• What is asked
Return each line from the listing below that contains the word "examine".

• Records provided
______

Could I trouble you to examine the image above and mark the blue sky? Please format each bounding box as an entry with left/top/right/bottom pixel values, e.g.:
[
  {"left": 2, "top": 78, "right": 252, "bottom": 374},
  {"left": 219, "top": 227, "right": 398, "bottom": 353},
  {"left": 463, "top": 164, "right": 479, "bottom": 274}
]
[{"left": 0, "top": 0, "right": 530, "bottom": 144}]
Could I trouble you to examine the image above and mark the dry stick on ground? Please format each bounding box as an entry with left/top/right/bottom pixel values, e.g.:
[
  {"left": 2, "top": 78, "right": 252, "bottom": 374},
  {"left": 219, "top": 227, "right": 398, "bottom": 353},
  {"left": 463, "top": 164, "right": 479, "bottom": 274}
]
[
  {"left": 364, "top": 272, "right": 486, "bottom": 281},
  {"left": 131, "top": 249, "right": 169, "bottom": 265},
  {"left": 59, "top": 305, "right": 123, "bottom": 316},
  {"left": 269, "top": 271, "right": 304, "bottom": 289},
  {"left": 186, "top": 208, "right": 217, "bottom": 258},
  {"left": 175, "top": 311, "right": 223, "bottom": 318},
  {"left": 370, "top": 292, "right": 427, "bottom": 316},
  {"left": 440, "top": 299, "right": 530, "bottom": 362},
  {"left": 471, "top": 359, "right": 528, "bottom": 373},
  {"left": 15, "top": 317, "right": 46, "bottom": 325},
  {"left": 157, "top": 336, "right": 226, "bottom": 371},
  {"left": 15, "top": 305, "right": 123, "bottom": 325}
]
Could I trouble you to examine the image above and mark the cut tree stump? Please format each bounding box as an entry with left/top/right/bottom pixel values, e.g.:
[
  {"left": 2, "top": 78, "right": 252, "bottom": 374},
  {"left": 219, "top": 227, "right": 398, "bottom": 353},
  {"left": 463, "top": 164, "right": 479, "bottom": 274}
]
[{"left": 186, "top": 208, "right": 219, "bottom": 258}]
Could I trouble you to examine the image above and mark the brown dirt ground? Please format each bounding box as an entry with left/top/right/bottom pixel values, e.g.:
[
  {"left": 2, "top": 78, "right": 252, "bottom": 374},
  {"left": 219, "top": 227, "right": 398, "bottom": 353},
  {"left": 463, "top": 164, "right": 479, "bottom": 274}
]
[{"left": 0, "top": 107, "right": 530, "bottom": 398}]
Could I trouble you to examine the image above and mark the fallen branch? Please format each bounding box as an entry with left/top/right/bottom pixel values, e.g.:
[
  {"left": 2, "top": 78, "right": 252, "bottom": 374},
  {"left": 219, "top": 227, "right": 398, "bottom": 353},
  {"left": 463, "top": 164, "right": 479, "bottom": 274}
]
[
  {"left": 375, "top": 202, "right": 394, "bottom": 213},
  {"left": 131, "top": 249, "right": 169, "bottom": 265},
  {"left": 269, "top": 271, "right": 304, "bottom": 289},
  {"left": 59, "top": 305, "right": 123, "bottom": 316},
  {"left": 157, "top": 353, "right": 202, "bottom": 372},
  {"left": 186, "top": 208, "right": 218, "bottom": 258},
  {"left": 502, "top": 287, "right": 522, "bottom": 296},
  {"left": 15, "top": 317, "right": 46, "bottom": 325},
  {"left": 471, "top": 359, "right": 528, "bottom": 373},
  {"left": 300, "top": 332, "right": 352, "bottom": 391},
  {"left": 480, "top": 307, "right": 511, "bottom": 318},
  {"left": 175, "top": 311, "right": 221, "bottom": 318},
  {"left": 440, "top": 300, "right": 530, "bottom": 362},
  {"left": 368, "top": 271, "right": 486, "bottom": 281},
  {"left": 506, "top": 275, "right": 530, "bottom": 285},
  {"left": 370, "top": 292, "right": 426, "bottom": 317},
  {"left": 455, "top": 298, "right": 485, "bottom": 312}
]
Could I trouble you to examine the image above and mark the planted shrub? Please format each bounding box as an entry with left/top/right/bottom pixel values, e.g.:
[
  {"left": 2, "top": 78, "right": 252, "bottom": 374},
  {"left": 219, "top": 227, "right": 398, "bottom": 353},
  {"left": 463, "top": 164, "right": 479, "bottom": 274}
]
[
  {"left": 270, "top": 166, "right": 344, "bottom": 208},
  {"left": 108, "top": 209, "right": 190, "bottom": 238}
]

______

• Exercise response
Could I trouble you to examine the image above and mark the blue sky? Please format each bounding box as an entry with left/top/right/bottom pixel values, e.g.:
Could I trouble you to examine the image above and mark the dry stick on ground? Please format each bounding box as an entry with left/top/right/bottom pixel values, e.g.:
Could I trouble you to examine the image above and mark the cut tree stump? Please format each bounding box as an entry with left/top/right/bottom pixel values, e.g.:
Could I trouble you to examine the image above and mark the brown dirt ground? Please format each bounding box as an entry with left/top/right/bottom pixel values, e.g.:
Could I trouble you to examine the image above and mark the fallen branch? Please format each bounding box as an entry with left/top/right/bottom pixel values, e.g.:
Could I trouble you to examine the image above and mark the planted shrub? Please format each bounding box as an entry with left/top/right/bottom pixel values, e.g.:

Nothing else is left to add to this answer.